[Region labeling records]

- - - -

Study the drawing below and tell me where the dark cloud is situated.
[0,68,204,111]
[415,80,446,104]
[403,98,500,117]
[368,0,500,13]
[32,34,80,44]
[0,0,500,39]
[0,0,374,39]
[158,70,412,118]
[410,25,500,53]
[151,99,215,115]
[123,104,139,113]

- - - -

Present every line of the entries above as a numbered list, omitting any blank lines.

> _Right answer_
1. Study the drawing below and tell me where the dark cloud is situated.
2. [0,68,204,111]
3. [415,80,446,104]
4. [403,98,500,117]
5. [368,0,500,13]
6. [32,34,80,44]
7. [0,0,500,39]
8. [0,0,374,39]
9. [158,70,412,118]
10. [410,25,500,53]
11. [151,99,215,115]
12. [123,104,139,113]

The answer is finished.